Challenges.
1 - Answer these about the feature engineering text:
(a) To what range does Min-Max scaling bring the data?
(b) Which encoding method is listed for very high cardinality?
(c) On what data should the means for target encoding be computed to prevent leakage?
2 - Can you sum up the feature engineering text in two sentences?
3 - Would you reproduce the stretch of the feature engineering text from "Target encoding: Replace" through "training data only)."?

Feature Engineering
Feature engineering transforms raw data into representations suitable for machine learning models. Feature quality often determines model performance more than algorithm selection.
Numerical Features
Scaling
Standardization (z-score): X_scaled = (X - mean) / std
Centers data to mean 0 and standard deviation 1.
Min-Max scaling: X_scaled = (X - min) / (max - min)
Scales data to the range [0, 1].
Transformations
| Transform | Use Case |
|---|---|
| Log transform | Skewed distributions |
| Power transform | Box-Cox, Yeo-Johnson normalization |
| Binning | Convert to categorical |
Categorical Features
Encoding Methods
| Method | Use Case | Characteristics |
|---|---|---|
| One-hot | Low cardinality | No ordering assumed |
| Label encoding | Ordinal categories | Compact representation |
| Target encoding | High cardinality | Uses target information |
| Embedding | Very high cardinality | Learned representations |
One-hot encoding: Convert each category into a binary column. A category with k values becomes k binary features.
Target encoding: Replace each category with the mean target value for that category. Requires care to prevent data leakage (compute means on training data only).

Data section.
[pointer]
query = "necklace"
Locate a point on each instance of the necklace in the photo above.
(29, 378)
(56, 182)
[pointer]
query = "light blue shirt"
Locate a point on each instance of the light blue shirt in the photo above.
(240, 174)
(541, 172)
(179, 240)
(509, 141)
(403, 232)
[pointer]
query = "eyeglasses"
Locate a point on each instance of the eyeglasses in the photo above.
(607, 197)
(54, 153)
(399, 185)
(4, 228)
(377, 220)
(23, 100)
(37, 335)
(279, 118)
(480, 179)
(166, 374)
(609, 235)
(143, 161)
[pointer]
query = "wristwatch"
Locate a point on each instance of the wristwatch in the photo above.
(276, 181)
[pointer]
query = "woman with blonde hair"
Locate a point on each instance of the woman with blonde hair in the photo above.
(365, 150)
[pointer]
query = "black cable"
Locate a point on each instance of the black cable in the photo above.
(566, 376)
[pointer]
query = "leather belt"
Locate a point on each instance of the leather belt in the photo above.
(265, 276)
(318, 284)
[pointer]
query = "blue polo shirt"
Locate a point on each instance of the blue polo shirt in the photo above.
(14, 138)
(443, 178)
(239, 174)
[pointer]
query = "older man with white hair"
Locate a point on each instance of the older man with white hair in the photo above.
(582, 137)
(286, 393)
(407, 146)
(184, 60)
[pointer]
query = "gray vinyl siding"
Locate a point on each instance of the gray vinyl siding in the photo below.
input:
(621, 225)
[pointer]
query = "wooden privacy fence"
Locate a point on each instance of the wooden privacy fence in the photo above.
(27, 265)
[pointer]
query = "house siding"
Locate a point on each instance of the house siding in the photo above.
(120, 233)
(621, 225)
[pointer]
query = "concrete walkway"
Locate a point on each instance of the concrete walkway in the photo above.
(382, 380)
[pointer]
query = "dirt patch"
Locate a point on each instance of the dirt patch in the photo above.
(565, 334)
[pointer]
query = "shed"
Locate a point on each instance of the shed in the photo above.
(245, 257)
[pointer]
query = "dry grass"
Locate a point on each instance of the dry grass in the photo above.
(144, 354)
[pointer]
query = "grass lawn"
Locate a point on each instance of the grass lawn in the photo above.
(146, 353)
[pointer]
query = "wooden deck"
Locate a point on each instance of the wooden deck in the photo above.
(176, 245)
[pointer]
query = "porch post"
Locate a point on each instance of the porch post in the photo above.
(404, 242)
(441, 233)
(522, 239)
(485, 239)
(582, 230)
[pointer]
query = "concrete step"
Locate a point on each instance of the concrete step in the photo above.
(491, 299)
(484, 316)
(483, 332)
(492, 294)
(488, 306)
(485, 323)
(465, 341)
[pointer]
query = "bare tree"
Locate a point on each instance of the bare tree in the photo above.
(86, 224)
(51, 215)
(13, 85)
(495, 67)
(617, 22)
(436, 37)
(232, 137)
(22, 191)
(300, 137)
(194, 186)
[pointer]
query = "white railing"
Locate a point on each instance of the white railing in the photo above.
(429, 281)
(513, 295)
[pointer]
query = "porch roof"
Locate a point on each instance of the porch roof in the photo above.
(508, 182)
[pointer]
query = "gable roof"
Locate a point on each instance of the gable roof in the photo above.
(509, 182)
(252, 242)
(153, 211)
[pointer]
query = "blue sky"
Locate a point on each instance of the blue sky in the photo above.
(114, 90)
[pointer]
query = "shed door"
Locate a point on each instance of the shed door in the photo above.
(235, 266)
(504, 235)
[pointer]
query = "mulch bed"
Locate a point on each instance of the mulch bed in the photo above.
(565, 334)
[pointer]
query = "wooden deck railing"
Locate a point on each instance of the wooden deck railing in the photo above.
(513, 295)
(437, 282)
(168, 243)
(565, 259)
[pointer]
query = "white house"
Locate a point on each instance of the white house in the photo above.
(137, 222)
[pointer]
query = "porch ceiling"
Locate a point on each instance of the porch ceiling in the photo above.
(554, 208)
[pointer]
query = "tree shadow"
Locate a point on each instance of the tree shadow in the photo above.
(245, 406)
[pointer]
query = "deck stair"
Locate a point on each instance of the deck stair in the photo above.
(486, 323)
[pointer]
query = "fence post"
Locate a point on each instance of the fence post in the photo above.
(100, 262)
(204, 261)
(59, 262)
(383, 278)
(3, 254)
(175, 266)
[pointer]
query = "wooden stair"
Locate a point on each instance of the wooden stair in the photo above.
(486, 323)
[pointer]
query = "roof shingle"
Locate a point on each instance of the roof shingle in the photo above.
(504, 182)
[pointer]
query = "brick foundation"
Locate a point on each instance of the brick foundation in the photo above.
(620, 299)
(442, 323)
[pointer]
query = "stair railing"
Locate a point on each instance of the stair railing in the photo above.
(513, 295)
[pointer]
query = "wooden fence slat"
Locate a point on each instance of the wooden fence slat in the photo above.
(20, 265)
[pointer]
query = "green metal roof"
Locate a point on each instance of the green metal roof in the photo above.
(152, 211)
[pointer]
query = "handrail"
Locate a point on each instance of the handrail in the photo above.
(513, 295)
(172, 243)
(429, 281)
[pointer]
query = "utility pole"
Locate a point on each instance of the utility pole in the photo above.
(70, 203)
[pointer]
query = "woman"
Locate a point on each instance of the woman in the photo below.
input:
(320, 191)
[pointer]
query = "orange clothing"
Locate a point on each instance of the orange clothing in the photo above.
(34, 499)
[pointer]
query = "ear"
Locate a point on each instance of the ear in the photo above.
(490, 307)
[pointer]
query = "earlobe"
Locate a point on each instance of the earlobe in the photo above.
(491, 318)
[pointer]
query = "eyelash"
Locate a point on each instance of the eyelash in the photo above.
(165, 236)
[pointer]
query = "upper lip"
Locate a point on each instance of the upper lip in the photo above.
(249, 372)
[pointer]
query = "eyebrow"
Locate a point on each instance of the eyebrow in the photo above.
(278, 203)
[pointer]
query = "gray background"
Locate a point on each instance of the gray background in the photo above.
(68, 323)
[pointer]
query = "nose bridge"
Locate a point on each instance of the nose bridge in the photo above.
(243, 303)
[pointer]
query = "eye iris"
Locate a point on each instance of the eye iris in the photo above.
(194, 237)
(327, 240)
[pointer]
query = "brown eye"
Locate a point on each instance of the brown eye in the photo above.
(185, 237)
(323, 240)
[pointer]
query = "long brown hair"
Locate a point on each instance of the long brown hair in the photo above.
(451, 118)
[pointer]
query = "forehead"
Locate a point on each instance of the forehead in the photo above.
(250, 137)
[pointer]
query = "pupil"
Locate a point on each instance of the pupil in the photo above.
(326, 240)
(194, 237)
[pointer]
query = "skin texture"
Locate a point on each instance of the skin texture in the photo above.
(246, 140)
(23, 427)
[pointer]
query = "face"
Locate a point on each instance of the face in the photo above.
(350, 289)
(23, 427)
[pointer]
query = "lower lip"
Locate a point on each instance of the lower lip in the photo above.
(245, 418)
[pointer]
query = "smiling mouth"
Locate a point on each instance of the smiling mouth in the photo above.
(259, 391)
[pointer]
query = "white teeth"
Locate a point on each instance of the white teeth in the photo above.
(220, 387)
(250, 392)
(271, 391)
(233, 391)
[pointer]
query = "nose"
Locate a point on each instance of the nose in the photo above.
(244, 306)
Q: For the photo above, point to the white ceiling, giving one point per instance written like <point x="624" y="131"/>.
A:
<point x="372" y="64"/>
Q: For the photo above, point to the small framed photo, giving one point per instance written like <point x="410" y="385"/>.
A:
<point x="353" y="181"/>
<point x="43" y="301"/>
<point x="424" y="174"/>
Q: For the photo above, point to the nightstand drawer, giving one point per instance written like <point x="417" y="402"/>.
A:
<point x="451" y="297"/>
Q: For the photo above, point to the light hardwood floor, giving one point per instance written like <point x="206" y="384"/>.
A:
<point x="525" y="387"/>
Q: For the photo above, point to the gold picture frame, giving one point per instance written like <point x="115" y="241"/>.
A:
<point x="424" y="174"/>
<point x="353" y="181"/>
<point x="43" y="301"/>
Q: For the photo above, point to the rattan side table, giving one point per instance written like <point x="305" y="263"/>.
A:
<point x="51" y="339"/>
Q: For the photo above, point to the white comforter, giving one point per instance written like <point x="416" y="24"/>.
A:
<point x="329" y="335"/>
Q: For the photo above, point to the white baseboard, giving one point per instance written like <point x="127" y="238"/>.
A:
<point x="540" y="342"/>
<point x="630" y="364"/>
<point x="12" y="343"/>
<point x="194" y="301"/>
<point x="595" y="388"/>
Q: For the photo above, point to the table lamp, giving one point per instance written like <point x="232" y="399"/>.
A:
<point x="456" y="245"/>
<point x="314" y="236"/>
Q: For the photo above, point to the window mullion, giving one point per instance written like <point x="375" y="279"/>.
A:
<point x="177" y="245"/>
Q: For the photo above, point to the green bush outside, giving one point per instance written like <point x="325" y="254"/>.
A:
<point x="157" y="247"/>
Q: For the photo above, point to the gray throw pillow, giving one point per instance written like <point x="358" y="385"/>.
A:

Answers for this exercise.
1 -
(a) The range [0, 1].
(b) Embedding.
(c) On training data only.

2 - Feature engineering turns raw data into representations suited to machine learning models, and feature quality often determines model performance more than algorithm selection does. Numerical features can be scaled by standardization or min-max scaling and transformed with log, power, or binning methods, while categorical features can be encoded with one-hot, label, target, or embedding methods.

3 -
Target encoding: Replace each category with the mean target value for that category. Requires care to prevent data leakage (compute means on training data only).